What the task requires:
Which lines of the material below contain the string "window"? Pick out and copy each of them, matching case exactly.

Data provided:
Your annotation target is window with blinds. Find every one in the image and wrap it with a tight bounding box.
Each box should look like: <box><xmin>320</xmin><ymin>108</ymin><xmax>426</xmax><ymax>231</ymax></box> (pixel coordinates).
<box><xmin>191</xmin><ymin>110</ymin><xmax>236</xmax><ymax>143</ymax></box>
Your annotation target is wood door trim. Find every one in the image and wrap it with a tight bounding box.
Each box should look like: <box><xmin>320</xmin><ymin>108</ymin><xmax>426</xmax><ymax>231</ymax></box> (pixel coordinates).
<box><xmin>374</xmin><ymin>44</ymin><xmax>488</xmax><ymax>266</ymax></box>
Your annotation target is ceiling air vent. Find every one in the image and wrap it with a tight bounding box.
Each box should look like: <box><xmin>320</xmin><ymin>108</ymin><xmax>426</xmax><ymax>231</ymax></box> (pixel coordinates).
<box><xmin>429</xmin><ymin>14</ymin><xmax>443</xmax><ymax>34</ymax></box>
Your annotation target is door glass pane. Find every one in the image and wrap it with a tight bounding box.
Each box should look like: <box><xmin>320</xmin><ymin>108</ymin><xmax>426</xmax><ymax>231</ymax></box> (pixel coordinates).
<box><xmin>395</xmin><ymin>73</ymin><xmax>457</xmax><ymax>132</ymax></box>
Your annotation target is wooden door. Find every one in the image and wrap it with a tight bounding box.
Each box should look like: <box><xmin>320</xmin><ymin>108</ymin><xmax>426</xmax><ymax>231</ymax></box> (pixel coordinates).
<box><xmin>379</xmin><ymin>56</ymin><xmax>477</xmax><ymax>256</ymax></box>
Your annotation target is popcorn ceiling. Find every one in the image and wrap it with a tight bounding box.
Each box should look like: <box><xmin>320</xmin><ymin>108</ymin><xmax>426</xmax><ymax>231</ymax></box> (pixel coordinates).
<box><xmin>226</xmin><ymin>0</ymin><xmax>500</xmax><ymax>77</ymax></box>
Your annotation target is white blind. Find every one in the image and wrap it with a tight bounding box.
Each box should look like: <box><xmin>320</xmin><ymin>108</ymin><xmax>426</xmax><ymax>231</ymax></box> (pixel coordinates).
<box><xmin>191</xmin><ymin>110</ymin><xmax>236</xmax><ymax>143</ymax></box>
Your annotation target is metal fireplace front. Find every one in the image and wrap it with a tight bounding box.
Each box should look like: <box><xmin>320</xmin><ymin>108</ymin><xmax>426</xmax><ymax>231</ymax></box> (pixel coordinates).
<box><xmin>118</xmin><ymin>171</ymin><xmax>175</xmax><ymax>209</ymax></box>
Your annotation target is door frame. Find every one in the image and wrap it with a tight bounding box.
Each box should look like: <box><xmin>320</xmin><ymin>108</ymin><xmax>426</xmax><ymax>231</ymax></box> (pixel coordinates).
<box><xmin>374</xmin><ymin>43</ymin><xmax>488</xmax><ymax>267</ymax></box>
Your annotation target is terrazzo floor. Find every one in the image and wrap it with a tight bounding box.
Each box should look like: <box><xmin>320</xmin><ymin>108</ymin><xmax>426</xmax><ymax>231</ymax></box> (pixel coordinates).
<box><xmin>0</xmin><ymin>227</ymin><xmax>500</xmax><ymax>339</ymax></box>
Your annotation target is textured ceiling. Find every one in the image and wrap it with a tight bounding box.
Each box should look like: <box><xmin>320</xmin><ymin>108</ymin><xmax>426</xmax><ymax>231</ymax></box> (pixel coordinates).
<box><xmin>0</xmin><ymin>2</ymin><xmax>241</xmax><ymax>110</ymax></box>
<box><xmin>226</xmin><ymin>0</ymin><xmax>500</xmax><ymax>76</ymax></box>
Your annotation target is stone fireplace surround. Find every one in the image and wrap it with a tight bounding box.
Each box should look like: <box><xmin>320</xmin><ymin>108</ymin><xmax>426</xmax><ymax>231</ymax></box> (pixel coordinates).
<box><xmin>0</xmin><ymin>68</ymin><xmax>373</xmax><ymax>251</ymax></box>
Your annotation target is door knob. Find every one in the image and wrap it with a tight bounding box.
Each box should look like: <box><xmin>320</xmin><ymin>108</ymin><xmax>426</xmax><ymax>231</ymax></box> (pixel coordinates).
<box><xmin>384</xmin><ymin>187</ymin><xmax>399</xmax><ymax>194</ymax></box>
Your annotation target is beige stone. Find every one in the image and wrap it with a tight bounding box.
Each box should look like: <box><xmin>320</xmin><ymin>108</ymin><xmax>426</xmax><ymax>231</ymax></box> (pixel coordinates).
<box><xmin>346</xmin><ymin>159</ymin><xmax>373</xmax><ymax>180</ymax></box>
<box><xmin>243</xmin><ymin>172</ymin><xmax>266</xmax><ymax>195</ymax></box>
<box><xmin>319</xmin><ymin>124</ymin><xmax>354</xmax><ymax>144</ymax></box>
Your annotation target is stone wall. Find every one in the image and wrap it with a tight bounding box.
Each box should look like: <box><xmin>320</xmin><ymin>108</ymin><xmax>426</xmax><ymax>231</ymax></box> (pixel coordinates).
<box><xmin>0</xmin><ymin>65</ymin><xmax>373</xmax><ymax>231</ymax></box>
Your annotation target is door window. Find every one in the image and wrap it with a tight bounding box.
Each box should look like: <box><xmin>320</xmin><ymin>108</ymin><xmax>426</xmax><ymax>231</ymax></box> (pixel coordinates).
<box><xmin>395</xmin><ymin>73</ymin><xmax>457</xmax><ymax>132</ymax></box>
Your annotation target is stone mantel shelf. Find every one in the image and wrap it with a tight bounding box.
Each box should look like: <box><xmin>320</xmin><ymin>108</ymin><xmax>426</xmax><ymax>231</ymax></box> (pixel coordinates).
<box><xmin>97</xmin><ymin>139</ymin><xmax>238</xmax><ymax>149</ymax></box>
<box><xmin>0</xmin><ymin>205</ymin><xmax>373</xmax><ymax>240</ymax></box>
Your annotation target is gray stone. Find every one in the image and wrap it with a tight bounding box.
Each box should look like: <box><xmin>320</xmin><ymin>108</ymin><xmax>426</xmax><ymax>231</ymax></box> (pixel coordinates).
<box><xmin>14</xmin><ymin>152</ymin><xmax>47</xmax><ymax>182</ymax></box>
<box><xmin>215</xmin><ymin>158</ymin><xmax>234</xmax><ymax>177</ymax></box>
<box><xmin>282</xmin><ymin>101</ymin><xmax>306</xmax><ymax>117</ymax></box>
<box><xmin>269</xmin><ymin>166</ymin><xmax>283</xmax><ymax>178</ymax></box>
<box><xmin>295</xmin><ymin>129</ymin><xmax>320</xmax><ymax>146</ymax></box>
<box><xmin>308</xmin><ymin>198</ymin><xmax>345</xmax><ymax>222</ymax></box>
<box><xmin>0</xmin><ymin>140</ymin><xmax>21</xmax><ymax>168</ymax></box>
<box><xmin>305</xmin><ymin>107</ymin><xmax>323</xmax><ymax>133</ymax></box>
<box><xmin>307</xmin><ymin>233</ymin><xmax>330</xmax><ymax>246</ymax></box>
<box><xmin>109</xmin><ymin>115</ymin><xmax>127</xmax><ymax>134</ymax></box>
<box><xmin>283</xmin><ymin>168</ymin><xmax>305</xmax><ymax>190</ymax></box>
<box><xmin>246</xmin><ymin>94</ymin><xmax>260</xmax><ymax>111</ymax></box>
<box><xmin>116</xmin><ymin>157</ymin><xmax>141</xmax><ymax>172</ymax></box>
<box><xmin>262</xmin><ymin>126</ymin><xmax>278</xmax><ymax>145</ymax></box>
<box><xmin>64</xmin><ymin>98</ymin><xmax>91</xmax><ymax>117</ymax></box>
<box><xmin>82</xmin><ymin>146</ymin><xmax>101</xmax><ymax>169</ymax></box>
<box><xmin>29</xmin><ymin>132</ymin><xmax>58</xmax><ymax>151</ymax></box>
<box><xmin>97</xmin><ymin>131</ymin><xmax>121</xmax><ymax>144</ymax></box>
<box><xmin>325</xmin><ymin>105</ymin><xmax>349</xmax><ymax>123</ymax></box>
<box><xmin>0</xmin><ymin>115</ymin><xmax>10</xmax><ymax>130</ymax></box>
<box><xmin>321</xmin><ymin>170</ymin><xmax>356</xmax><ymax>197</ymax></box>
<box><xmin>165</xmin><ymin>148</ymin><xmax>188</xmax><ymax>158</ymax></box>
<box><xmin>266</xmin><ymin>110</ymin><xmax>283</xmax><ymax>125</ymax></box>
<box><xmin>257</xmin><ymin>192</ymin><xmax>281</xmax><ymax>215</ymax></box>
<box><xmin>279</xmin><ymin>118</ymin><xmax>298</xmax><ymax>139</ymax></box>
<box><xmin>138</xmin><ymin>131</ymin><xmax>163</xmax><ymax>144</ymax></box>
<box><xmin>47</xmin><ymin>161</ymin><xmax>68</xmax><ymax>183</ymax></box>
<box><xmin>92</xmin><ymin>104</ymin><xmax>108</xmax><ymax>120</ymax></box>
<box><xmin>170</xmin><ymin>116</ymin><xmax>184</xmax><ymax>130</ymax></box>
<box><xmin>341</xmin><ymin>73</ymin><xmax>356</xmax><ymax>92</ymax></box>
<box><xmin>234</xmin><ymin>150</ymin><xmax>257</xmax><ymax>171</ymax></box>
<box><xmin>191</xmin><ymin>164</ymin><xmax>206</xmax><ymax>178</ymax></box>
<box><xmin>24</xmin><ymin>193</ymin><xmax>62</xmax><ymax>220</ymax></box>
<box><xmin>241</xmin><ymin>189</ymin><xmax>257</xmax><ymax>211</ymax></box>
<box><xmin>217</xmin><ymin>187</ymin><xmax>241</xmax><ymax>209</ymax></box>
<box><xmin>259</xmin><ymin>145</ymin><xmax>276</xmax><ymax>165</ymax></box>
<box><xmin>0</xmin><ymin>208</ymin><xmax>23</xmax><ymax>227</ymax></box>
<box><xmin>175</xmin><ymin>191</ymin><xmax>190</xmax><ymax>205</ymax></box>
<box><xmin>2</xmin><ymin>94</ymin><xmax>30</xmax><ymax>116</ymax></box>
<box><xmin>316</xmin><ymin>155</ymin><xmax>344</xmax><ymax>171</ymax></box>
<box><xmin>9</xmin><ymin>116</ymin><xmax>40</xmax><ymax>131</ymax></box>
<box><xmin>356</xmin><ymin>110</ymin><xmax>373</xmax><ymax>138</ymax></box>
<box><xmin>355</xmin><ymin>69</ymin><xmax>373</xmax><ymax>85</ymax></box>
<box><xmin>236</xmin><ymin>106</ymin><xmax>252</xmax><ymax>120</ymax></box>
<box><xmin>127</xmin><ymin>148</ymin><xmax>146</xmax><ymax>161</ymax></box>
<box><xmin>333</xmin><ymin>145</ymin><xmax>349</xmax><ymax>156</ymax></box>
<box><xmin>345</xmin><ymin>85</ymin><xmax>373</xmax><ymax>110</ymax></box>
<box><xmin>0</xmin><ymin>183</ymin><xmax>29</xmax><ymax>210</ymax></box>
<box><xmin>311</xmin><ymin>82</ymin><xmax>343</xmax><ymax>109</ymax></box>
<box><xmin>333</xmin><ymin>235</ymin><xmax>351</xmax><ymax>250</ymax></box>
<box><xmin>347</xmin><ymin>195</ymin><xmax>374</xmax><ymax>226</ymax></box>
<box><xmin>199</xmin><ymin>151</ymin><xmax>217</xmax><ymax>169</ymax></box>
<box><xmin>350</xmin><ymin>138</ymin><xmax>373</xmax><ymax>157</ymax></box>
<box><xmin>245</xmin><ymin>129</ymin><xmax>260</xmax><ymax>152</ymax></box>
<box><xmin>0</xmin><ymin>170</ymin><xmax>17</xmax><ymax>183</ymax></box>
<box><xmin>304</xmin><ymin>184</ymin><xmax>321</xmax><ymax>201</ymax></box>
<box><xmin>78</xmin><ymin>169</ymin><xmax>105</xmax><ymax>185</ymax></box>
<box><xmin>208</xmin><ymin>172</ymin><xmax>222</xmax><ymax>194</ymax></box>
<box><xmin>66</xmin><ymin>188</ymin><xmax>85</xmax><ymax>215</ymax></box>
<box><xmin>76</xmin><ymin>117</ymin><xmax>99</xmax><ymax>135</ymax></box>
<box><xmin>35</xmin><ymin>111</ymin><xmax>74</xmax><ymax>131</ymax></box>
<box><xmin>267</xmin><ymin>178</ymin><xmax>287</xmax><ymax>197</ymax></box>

The completed task:
Your annotation target is window with blinds. Find every one in the image and wrap it with a tight bounding box.
Your annotation target is door window. Find every one in the image and wrap it with a tight bounding box.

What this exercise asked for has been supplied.